Lei que proíbe governo de São Paulo distribuir remédio para medicina nuclear prejudica milhares de brasileiros com câncer
Tecnicamente seria aceitável, mas na prática, os hospitais não conseguem separar o produto só para pacientes do SUS. Cada frasco de FDG, que dura poucas horas, é usado diretamente nos pacientes já posicionados nos equipamentos que fazem a tomografia. E ali são atendidos tanto os pacientes do sistema público quanto os clientes de planos particulares. Isso resultou na suspensão das compras de todos os hospitais conveniados com o InRad. É o que se pode identificar como a engenhosidade parlamentar para o mal.
E Carlos Pignatari não está nem aí para as consequências. E também não está nem aí para as investigações da Polícia Federal e do Ministério Público de São Paulo. O resultado atendeu aos seus anseios: apenas duas empresas dominando um segmento vital da medicina nuclear. Para se entender melhor os resultados, o corte de receitas simplesmente levou o HC a cogitar o fechamento do centro de pesquisas, que teve um investimento público de R$ 7,7 milhões para sua construção há cerca de dez anos. Até a chegada da Lei Pignatari, o laboratório não precisava de aporte do governo. A receita do InRad com a venda das sobras do FDG era estimada em R$ 700 mil por mês, o suficiente para cobrir os custos da equipe e da manutenção e, investir em pesquisas.
Outro fato que surpreendeu, na mesma época, foi a CNEN, que regula a produção de produtos radiofármacos no País, suspender também as vendas da Cyclobras após a edição da lei, em outubro de 2019. Durante seis dias, enquanto durou a suspensão, a IBF se tornou a única fornecedora do insumo em todo o Estado de São Paulo. Desde então, o preço do FDG já subiu cerca de 15%em apenas dois meses num país de inflação baixa e controlada. O produto custa cerca de R$ 700 por exame. Considerados apenas os principais hospitais filantrópicos da capital, há uma demanda de ao menos mil exames PET-CT ao mês. O FDG, como qualquer produto de medicina nuclear, é altamente perecível. A substância perde metade da sua radioatividade a cada duas horas, a chamada meia-vida. O InRad tinha a vantagem de estar localizado na capital, onde há a maior concentração de exames PET-CT no País, e a poucos quilômetros dos principais hospitais paulistanos. O FDG é fabricado com um acelerador de partículas, chamado cíclotron, próprio para a produção de insumos da medicina nuclear.
Falar mesmo Pignatari não fala, mas uma nota em seu nome, repetida pela mídia, diz que "A lei em questão não proíbe o Instituto de Radiologia de vender 18F-FDG aos hospitais filantrópicos de SP, como o Einstein, Sírio-Libanês e HCor; sequer trata dos negócios do InRad (do HC).” Pronto e acabou-se. Se houvesse uma preocupação real de se legislar para todos, o deputado paulista poderia usar bom senso para voltar atrás em sua proposta. Mas bom senso, em alguns casos, é o mesmo que esperar o milagre de uma chuva torrencial sobre o deserto.

────

**QUESTÕES DE ESTUDO:**
• 1. Responda com base no texto extraído:
(a) Quanto custa o FDG por exame?
(b) Qual era a receita mensal estimada do InRad com a venda das sobras do FDG?
(c) Por quantos dias a IBF foi a única fornecedora do insumo no Estado de São Paulo?
• 2. Edite o trecho do texto extraído que vai de "Lei que proíbe" até "para o mal.", trocando "frasco" por "recipiente".
Não é preciso consultar as linhas.

────

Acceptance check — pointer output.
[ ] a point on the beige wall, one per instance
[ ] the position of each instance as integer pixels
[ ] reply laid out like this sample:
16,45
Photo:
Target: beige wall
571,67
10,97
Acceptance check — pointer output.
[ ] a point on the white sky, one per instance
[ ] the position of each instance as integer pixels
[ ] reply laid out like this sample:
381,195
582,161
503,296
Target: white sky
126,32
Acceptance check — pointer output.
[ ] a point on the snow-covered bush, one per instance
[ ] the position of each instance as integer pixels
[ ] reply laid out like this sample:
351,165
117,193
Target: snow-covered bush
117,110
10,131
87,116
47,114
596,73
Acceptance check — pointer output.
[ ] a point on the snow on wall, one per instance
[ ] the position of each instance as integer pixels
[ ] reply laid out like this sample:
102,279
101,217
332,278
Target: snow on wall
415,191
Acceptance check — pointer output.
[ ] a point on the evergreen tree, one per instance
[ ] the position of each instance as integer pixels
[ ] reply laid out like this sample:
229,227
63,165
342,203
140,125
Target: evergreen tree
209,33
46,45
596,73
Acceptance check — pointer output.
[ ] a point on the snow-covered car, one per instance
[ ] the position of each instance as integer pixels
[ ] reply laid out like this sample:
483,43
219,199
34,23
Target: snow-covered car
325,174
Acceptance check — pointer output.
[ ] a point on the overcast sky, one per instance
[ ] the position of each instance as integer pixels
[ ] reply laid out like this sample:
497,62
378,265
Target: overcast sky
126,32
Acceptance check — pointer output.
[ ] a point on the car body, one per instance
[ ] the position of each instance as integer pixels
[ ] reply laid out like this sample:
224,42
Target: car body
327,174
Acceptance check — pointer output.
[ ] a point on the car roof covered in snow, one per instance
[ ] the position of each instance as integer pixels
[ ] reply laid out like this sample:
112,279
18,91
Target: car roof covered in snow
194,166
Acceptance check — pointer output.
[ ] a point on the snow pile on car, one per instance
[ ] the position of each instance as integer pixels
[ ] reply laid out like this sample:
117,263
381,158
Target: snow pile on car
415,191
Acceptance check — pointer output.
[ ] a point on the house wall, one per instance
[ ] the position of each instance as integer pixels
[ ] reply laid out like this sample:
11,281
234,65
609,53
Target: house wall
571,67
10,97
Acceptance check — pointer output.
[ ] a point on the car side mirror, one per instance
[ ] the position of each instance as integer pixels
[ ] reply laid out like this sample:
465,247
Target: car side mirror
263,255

────

**RESPOSTAS:**
• 1.
(a) Cerca de R$ 700 por exame.
(b) R$ 700 mil por mês.
(c) Por seis dias.

• 2.
Lei que proíbe governo de São Paulo distribuir remédio para medicina nuclear prejudica milhares de brasileiros com câncer
Tecnicamente seria aceitável, mas na prática, os hospitais não conseguem separar o produto só para pacientes do SUS. Cada recipiente de FDG, que dura poucas horas, é usado diretamente nos pacientes já posicionados nos equipamentos que fazem a tomografia. E ali são atendidos tanto os pacientes do sistema público quanto os clientes de planos particulares. Isso resultou na suspensão das compras de todos os hospitais conveniados com o InRad. É o que se pode identificar como a engenhosidade parlamentar para o mal.